Problem description:
Scale the lines starting at the one containing "Give x and y for each instance of the chrome trim" and ending at the one containing "<point>754,90</point>", and reproduce only that span with the requests included. Multiply each x and y coordinate in the answer points by 0.35 and round to whole numbers, halves up, leaving the requests and their sample points unchanged.

# Start of Items

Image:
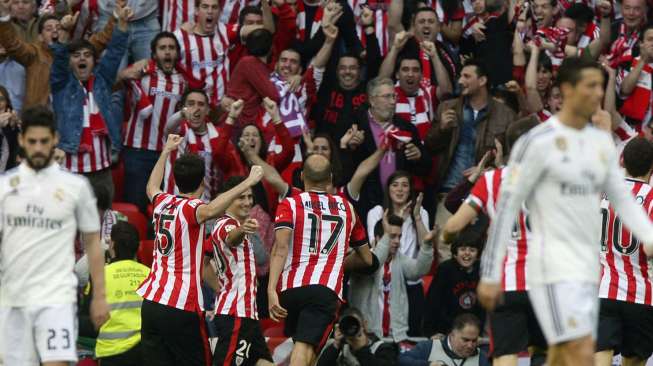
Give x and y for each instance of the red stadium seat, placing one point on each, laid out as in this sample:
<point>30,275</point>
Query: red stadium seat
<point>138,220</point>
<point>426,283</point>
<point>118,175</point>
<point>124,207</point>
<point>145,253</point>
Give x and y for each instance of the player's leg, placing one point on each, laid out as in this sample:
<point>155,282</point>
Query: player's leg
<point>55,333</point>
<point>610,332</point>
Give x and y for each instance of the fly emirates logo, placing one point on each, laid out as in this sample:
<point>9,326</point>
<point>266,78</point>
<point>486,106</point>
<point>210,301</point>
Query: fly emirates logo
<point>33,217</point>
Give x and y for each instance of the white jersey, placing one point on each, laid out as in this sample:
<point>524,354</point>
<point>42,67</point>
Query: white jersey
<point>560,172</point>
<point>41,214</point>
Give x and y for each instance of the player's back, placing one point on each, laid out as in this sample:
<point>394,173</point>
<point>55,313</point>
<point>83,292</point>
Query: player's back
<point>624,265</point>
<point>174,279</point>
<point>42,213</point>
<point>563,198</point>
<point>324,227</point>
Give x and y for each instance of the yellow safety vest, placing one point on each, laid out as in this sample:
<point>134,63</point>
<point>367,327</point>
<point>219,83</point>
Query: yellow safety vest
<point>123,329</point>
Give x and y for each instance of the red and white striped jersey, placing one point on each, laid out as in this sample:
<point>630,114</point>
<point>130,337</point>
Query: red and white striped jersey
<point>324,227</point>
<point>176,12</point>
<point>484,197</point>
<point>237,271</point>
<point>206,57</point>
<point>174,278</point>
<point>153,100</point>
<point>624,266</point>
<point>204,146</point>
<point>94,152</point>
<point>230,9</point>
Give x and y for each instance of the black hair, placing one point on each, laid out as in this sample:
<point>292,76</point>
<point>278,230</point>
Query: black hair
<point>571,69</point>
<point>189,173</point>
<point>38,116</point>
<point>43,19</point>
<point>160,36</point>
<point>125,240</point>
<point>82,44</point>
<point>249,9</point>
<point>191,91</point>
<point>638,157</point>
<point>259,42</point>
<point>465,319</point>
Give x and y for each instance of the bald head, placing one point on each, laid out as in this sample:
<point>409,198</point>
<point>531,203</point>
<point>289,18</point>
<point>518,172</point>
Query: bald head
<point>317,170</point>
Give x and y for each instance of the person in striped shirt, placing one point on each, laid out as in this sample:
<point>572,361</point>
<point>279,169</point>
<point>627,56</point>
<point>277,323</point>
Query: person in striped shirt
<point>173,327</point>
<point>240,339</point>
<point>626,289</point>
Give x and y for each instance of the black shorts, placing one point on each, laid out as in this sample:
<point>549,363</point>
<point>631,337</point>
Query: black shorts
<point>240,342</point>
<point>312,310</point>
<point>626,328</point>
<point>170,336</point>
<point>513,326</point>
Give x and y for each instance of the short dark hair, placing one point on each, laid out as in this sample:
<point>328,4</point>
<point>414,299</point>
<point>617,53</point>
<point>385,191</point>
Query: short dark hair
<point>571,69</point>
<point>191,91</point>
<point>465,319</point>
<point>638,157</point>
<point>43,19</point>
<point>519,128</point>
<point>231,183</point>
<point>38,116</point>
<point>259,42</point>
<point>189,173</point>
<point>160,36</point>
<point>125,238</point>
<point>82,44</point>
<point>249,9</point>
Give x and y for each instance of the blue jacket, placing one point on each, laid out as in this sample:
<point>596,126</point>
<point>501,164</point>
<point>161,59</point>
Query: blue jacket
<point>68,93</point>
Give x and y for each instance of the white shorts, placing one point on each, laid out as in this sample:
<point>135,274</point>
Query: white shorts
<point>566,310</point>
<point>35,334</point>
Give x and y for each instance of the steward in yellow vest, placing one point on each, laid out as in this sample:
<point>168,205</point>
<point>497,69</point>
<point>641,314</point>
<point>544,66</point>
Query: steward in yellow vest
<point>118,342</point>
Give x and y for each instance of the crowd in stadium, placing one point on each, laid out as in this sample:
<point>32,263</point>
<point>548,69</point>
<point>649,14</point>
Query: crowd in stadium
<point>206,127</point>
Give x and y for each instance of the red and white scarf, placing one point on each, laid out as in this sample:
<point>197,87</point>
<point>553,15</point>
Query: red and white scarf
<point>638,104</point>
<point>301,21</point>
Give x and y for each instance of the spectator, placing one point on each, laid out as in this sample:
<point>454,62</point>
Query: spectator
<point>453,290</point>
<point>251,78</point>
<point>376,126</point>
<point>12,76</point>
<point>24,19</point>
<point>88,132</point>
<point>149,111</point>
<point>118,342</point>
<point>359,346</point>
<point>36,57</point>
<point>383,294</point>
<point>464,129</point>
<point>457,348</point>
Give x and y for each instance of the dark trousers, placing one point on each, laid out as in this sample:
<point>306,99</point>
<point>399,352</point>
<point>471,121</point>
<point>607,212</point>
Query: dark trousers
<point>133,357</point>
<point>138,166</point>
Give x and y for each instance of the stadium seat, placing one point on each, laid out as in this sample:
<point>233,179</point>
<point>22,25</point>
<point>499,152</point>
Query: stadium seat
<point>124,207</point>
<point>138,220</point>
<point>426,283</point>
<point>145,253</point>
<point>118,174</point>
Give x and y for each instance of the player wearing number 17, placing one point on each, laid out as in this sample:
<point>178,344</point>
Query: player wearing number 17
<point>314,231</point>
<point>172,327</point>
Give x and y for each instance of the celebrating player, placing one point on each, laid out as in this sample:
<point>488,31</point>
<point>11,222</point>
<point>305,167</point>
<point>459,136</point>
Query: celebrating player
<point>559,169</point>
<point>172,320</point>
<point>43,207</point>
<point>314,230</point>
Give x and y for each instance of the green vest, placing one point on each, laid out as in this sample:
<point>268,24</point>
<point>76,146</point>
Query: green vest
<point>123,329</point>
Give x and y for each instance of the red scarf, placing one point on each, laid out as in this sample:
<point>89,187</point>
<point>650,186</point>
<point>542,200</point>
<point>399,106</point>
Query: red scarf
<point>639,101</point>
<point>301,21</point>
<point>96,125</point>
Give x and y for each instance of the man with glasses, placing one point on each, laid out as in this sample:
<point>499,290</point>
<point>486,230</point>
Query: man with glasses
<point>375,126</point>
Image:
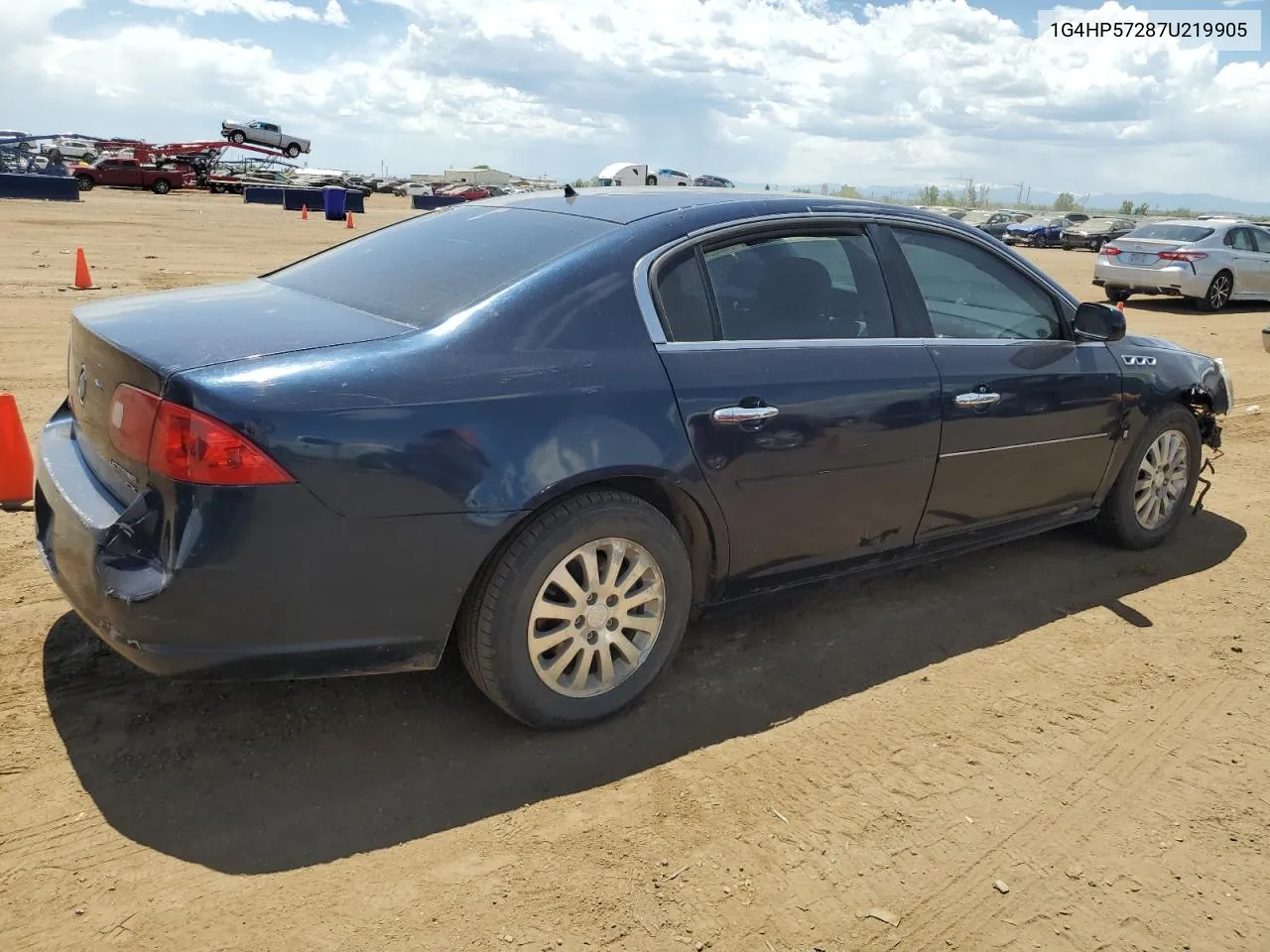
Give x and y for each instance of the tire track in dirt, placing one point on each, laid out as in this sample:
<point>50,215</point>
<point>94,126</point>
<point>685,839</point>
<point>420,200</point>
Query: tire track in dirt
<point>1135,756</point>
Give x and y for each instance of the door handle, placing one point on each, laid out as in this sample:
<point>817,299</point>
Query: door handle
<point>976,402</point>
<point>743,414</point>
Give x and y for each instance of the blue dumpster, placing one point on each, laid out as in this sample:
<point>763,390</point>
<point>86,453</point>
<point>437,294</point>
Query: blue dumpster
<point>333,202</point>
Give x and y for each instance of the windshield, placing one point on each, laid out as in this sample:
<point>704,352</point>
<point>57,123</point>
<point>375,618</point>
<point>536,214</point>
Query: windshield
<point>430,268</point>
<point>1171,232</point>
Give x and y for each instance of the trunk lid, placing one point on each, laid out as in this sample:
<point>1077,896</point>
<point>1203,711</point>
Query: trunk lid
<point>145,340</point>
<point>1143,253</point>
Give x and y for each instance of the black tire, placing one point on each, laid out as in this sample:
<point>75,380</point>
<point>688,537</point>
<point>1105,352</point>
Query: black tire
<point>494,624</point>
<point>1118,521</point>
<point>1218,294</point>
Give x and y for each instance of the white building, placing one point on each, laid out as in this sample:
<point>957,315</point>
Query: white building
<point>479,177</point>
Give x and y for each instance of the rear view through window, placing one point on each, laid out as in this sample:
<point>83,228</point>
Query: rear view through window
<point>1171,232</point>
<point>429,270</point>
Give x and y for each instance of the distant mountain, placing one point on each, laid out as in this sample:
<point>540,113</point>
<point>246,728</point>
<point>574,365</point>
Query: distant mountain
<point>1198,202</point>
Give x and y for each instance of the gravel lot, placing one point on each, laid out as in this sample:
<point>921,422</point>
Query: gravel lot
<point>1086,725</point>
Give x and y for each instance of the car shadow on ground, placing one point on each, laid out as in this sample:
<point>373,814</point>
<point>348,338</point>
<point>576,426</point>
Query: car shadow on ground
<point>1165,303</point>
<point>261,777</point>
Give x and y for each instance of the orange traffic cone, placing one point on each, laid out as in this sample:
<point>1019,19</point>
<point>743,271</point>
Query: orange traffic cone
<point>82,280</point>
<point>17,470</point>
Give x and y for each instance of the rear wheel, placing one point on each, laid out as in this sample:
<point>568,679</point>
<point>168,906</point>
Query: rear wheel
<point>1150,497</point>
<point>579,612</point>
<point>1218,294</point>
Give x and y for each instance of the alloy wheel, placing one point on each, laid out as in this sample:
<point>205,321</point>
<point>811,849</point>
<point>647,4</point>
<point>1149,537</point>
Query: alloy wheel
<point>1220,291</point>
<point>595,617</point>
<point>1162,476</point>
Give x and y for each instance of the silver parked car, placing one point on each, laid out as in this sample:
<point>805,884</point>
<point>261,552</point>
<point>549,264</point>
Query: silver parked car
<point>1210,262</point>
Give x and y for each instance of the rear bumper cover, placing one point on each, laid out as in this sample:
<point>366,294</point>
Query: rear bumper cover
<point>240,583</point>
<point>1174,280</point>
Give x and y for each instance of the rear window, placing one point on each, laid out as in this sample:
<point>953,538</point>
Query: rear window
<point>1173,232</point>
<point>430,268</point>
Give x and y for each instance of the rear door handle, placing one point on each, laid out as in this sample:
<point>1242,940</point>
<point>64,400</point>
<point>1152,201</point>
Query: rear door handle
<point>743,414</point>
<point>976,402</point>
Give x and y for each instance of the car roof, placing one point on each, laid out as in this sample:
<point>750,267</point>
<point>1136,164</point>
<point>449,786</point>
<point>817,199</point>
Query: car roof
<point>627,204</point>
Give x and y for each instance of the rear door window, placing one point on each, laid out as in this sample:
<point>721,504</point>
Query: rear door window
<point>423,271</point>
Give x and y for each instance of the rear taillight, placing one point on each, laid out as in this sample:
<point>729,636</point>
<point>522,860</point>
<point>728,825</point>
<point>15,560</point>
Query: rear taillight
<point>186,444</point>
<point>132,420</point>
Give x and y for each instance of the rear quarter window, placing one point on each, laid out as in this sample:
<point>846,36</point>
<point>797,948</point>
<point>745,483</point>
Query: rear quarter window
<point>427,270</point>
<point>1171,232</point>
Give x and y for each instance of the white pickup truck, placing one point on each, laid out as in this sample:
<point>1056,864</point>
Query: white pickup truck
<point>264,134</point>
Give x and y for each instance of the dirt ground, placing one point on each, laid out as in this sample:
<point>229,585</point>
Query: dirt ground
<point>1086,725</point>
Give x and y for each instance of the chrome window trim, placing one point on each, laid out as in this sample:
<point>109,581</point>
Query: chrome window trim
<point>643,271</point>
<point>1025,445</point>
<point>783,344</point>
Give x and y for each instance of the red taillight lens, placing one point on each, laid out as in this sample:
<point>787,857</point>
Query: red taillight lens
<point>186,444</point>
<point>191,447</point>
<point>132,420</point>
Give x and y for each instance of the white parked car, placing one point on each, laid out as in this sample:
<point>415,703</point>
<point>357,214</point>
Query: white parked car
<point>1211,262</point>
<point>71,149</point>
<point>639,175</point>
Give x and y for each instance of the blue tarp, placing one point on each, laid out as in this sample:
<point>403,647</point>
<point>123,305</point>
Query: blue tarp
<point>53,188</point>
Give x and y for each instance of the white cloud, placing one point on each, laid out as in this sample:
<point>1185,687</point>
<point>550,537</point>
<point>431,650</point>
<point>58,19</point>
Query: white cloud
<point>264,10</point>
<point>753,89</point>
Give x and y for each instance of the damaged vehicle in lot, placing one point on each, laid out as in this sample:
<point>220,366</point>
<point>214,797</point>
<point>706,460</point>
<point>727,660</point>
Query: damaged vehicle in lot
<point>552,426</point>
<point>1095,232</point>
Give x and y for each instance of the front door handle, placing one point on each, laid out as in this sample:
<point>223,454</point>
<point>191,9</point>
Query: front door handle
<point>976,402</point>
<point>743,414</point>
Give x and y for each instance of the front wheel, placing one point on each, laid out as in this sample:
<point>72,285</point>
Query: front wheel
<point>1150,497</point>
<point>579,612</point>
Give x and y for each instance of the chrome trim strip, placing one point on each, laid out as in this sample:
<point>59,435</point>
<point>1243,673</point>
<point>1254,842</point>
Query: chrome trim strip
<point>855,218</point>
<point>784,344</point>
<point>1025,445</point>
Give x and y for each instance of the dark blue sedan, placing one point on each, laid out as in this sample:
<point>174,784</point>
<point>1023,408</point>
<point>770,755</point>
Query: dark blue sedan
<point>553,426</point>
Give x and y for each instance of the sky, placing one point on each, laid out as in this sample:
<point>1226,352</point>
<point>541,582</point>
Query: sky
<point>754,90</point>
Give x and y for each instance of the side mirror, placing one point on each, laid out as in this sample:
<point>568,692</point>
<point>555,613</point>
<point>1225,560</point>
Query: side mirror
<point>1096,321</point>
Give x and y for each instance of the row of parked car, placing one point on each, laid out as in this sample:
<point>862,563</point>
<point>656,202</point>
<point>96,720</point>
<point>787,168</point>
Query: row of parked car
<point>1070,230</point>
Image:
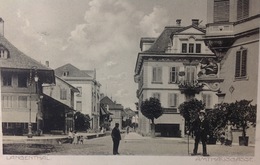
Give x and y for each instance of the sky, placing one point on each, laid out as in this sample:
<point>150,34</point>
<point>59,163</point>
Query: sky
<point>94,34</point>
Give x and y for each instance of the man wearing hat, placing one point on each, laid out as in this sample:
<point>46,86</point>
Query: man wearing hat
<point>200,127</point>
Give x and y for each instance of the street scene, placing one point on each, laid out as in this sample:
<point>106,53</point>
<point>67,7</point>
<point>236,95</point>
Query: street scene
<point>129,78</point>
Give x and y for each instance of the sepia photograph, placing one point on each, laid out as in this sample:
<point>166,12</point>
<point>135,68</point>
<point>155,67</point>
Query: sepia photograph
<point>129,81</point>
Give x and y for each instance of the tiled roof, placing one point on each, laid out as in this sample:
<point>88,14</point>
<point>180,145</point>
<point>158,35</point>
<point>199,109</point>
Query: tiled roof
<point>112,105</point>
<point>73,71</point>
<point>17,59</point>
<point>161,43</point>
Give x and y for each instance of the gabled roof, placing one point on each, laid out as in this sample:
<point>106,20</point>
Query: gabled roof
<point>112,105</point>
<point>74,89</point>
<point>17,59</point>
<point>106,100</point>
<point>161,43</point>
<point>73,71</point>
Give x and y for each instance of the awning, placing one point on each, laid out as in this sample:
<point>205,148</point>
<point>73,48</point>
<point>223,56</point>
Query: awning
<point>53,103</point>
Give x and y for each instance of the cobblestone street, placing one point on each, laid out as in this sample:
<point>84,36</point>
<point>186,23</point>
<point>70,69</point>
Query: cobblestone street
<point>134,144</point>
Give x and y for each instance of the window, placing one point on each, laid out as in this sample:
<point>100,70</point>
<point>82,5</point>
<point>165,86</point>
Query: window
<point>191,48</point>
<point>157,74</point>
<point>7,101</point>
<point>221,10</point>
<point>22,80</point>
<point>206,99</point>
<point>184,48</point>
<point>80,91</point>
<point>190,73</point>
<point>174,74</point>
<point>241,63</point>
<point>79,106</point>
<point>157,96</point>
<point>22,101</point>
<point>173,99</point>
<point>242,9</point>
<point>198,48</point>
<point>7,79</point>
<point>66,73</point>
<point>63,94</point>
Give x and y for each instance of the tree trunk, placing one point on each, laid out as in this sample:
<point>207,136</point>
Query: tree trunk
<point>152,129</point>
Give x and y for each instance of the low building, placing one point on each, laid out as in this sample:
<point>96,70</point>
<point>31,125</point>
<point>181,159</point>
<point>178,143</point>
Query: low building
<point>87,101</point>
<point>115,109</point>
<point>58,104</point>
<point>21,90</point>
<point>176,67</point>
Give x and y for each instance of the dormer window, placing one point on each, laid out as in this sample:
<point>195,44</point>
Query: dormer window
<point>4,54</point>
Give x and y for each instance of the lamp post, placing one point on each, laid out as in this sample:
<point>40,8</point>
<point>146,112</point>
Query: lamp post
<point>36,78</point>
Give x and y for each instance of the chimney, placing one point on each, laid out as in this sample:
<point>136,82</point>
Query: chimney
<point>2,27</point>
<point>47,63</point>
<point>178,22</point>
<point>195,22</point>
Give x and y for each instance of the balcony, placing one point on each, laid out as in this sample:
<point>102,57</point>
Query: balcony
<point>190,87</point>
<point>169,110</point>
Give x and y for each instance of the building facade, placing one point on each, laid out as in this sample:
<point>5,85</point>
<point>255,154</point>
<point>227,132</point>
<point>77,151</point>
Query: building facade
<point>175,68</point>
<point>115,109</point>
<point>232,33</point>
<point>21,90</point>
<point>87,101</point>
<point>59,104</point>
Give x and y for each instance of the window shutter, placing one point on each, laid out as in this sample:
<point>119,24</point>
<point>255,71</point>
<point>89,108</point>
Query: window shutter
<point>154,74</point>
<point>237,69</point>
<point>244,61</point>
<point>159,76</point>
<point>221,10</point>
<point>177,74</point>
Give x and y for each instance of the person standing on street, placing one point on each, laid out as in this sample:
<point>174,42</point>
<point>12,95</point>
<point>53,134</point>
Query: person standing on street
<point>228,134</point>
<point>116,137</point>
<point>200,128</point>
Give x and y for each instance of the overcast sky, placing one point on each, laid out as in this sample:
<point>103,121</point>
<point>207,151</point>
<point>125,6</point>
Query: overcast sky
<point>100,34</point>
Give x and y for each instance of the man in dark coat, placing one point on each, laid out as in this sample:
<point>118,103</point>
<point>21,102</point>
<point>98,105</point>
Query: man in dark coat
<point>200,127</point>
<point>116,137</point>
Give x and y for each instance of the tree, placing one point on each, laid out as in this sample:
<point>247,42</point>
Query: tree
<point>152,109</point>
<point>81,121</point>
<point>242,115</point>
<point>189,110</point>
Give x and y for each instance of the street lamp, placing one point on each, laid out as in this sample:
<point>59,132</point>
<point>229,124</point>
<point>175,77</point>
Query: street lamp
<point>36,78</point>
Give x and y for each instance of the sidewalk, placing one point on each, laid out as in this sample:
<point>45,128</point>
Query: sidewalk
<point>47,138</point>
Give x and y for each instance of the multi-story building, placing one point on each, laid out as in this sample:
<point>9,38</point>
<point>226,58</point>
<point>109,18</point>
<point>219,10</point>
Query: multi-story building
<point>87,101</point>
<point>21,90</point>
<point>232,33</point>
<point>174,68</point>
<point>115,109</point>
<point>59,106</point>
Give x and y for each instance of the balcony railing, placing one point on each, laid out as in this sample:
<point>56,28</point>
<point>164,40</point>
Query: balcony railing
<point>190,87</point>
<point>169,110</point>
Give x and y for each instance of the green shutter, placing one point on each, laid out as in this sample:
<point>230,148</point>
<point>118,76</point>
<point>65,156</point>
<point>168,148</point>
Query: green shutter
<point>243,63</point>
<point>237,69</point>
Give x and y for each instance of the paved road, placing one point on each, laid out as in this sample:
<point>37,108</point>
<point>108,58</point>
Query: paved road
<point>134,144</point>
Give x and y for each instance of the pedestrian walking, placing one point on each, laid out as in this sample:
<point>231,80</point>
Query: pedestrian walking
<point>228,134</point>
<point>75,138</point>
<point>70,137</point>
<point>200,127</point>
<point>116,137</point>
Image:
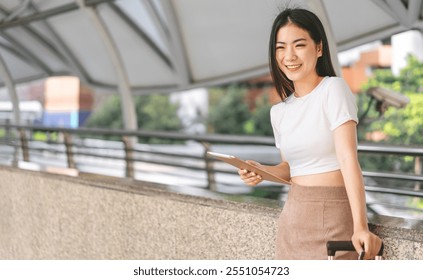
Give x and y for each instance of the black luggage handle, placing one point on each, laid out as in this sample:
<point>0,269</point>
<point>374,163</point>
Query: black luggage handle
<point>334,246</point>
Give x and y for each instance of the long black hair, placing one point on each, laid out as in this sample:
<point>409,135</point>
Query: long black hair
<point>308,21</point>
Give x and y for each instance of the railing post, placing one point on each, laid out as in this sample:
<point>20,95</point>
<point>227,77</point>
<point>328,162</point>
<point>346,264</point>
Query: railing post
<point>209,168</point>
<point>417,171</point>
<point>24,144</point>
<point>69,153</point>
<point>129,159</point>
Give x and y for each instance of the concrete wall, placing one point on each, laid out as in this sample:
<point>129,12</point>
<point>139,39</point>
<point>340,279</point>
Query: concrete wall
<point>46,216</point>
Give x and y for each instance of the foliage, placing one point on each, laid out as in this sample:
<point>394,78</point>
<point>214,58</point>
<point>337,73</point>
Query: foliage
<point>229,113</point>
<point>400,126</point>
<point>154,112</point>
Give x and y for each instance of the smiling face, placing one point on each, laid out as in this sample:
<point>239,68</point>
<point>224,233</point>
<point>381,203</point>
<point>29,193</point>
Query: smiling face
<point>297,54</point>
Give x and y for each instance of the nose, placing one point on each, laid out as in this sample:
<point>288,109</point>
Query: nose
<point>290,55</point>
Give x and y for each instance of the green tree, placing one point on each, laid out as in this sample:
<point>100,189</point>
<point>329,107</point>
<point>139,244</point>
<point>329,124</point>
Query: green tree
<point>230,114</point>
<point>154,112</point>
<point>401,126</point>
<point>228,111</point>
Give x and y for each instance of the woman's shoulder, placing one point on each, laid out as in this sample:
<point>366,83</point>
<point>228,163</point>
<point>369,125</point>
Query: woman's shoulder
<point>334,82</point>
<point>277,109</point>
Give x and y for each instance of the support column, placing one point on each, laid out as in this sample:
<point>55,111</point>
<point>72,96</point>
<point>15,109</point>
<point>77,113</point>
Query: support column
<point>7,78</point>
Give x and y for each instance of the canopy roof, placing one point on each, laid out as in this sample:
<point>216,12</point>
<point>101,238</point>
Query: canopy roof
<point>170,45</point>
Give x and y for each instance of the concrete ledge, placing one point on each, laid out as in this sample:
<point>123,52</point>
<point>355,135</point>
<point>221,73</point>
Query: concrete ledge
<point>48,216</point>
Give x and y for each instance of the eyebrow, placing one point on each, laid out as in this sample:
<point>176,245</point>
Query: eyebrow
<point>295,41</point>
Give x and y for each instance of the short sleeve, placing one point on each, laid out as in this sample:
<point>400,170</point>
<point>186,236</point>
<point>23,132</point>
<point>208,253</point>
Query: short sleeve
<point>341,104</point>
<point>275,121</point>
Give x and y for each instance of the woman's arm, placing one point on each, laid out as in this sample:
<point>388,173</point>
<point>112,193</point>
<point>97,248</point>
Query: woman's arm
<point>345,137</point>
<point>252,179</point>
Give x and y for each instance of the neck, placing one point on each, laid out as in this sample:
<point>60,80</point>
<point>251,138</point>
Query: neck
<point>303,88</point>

# End of Items

Answer to this problem:
Give x and y for each instance of the chrome trim strip, placing one point on each, laid out as in this sample:
<point>59,435</point>
<point>1243,673</point>
<point>1254,842</point>
Query: chrome trim strip
<point>299,76</point>
<point>274,120</point>
<point>359,156</point>
Give x and y for each instance of the dark blue sedan, placing one point on each, laid out as in this sample:
<point>174,784</point>
<point>1023,408</point>
<point>770,755</point>
Query: dark blue sedan
<point>194,149</point>
Give x and y for each instance of the sky, placing one point on each, laid out as in this sample:
<point>1226,352</point>
<point>541,582</point>
Query: sky
<point>264,32</point>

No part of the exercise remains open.